### What this task involves:
Rewrite the entries from the line with "to find shoreline" up to and including the line with "[0,178,270,200]", substituting "plants" for "vegetation" and leaving everything else unchanged.

>> START Records for this exercise

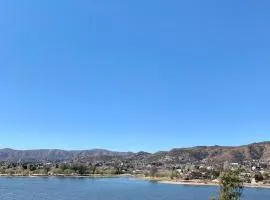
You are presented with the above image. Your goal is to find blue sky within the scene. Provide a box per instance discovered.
[0,0,270,151]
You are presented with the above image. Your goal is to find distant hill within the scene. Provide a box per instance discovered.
[0,149,133,161]
[0,142,270,164]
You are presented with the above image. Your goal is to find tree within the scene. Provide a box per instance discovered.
[211,170,243,200]
[254,172,263,182]
[150,166,158,177]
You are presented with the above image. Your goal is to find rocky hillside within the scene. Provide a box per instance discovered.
[139,142,270,164]
[0,142,270,164]
[0,149,133,161]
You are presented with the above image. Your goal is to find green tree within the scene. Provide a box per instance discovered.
[211,170,243,200]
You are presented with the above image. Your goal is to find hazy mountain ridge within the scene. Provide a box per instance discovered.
[0,142,270,164]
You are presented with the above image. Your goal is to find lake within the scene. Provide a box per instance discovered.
[0,177,270,200]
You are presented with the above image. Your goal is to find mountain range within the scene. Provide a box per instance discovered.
[0,142,270,164]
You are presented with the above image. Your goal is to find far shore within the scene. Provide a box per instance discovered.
[0,174,270,189]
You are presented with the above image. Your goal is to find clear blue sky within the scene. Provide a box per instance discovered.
[0,0,270,151]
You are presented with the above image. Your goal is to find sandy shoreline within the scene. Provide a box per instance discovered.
[157,181,270,189]
[0,174,270,189]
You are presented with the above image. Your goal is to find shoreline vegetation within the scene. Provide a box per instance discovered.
[0,174,270,189]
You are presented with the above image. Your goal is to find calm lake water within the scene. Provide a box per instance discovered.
[0,178,270,200]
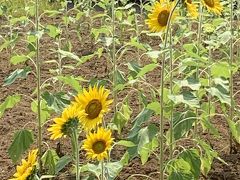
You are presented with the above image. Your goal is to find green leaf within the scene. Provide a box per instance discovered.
[128,109,153,139]
[116,140,136,147]
[105,161,123,180]
[176,77,201,91]
[0,95,21,118]
[42,91,70,112]
[228,119,240,144]
[167,158,194,180]
[137,64,158,78]
[147,101,161,114]
[211,62,231,78]
[57,75,83,92]
[58,49,81,61]
[179,149,201,179]
[55,156,72,174]
[173,111,196,140]
[42,149,59,175]
[46,25,61,38]
[168,91,200,108]
[207,85,231,105]
[3,67,31,86]
[8,129,33,163]
[31,100,51,124]
[113,103,132,134]
[10,55,28,65]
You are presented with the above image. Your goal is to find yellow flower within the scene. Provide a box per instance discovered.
[75,86,112,131]
[185,0,198,18]
[146,0,177,32]
[83,128,113,161]
[48,105,80,140]
[202,0,223,15]
[10,149,38,180]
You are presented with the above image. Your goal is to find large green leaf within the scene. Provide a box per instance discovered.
[3,67,31,86]
[8,129,33,163]
[168,91,200,108]
[137,63,158,77]
[0,95,21,118]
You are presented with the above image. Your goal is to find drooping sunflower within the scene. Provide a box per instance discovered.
[48,104,80,140]
[83,127,113,161]
[75,86,112,131]
[10,149,38,180]
[185,0,198,18]
[201,0,223,15]
[146,0,177,32]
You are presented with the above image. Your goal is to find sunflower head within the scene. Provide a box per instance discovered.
[83,128,113,161]
[201,0,223,15]
[146,0,177,32]
[185,0,198,18]
[48,104,80,140]
[11,149,38,180]
[74,86,112,131]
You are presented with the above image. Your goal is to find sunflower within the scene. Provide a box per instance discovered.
[75,86,112,131]
[83,127,113,161]
[146,0,177,32]
[202,0,223,15]
[48,105,80,140]
[185,0,198,18]
[10,149,38,180]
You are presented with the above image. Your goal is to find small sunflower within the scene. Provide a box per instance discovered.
[48,105,80,140]
[75,86,112,131]
[10,149,38,180]
[83,127,113,161]
[146,0,177,32]
[185,0,198,18]
[202,0,223,15]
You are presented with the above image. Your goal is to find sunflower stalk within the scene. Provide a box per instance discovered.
[71,129,80,180]
[193,3,202,138]
[229,0,234,153]
[111,0,117,116]
[101,160,104,180]
[159,0,181,180]
[35,0,42,174]
[169,25,174,159]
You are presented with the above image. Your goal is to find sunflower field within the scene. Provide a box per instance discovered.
[0,0,240,180]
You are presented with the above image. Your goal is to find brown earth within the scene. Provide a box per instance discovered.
[0,9,240,180]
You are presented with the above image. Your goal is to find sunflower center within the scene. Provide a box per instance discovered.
[204,0,214,7]
[85,99,102,119]
[158,10,169,26]
[92,140,106,154]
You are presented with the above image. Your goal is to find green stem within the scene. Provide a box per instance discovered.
[229,0,234,153]
[72,129,80,180]
[101,160,104,180]
[169,26,174,159]
[35,0,42,174]
[111,0,117,115]
[159,0,180,180]
[193,3,202,138]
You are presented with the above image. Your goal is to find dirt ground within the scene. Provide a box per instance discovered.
[0,10,240,180]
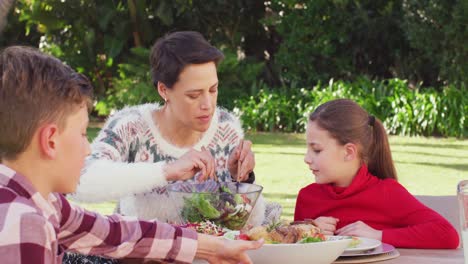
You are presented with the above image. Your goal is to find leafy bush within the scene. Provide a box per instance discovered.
[235,78,468,137]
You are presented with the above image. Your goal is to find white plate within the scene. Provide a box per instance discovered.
[345,237,382,253]
[341,243,395,257]
[221,231,351,264]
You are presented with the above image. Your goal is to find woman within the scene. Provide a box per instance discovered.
[74,32,279,225]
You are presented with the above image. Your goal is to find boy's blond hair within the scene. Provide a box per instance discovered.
[0,46,92,162]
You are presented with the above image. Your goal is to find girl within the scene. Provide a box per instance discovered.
[294,99,459,248]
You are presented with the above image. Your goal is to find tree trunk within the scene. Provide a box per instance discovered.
[0,0,15,34]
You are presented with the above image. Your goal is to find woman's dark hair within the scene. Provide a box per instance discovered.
[309,99,397,182]
[150,31,224,88]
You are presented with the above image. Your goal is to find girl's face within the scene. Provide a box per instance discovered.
[304,121,356,187]
[164,62,218,132]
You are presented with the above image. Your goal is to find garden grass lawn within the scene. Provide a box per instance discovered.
[78,128,468,219]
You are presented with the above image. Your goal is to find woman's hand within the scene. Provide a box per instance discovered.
[164,148,216,181]
[195,234,263,264]
[336,221,382,241]
[314,216,340,235]
[228,140,255,181]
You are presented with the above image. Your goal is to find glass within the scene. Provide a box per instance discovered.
[457,180,468,264]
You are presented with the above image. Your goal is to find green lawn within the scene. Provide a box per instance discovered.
[84,128,468,219]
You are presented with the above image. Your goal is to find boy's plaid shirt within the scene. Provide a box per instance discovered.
[0,164,197,264]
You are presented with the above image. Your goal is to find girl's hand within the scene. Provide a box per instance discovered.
[164,148,216,181]
[335,221,382,241]
[314,216,340,235]
[228,140,255,182]
[195,234,263,264]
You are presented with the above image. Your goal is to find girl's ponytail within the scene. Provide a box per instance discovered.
[309,99,397,180]
[367,116,397,180]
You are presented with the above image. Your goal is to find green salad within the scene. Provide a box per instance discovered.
[181,186,252,230]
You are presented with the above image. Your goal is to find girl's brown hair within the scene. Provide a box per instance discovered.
[309,99,397,179]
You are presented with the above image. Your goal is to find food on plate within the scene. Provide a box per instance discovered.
[347,236,362,248]
[237,220,326,244]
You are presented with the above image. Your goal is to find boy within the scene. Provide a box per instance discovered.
[0,47,262,264]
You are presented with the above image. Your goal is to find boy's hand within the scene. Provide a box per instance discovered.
[164,148,216,181]
[314,216,340,235]
[195,234,263,264]
[336,221,382,241]
[228,140,255,182]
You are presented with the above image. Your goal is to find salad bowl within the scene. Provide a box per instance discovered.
[167,181,263,230]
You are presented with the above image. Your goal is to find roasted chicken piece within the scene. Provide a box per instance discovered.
[246,224,320,244]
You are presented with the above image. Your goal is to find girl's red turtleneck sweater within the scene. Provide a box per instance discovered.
[294,165,459,248]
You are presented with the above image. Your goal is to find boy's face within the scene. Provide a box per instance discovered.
[53,106,91,193]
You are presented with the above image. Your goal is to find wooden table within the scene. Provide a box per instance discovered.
[382,248,464,264]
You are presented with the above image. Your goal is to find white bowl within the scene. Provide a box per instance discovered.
[247,238,351,264]
[193,236,351,264]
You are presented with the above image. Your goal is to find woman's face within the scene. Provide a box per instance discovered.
[166,62,218,132]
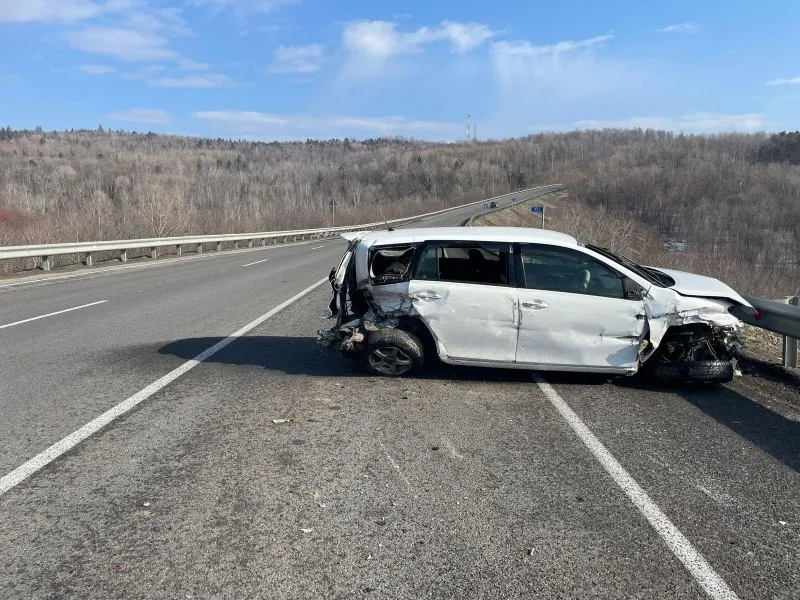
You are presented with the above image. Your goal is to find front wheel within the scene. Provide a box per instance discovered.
[365,329,425,377]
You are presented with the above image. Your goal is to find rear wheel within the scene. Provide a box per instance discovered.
[652,360,734,383]
[365,329,425,377]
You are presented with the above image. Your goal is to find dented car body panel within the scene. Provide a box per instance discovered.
[319,227,752,375]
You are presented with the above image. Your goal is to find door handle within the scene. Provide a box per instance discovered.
[409,290,442,300]
[522,300,550,310]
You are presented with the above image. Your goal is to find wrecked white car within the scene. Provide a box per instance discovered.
[319,227,752,381]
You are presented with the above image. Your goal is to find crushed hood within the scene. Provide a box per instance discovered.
[650,267,750,306]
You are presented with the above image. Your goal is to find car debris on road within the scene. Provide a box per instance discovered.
[318,227,753,382]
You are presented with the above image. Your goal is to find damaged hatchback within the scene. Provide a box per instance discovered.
[319,227,752,382]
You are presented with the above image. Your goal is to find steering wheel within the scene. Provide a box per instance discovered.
[569,269,592,292]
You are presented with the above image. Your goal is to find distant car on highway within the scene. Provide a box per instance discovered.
[319,227,752,381]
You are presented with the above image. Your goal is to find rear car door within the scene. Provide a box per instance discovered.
[516,244,646,370]
[408,242,517,363]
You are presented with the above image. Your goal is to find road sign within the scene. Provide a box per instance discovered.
[531,205,544,229]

>> END Records for this exercise

### Full output:
You are presented with the above image. Your goal is to find shoreline plants within the scene. Provide a box per instance discovered.
[0,174,270,189]
You are presented with the above image. Your goal is to find calm lake water within the scene. Provide a box per instance discovered.
[0,178,270,200]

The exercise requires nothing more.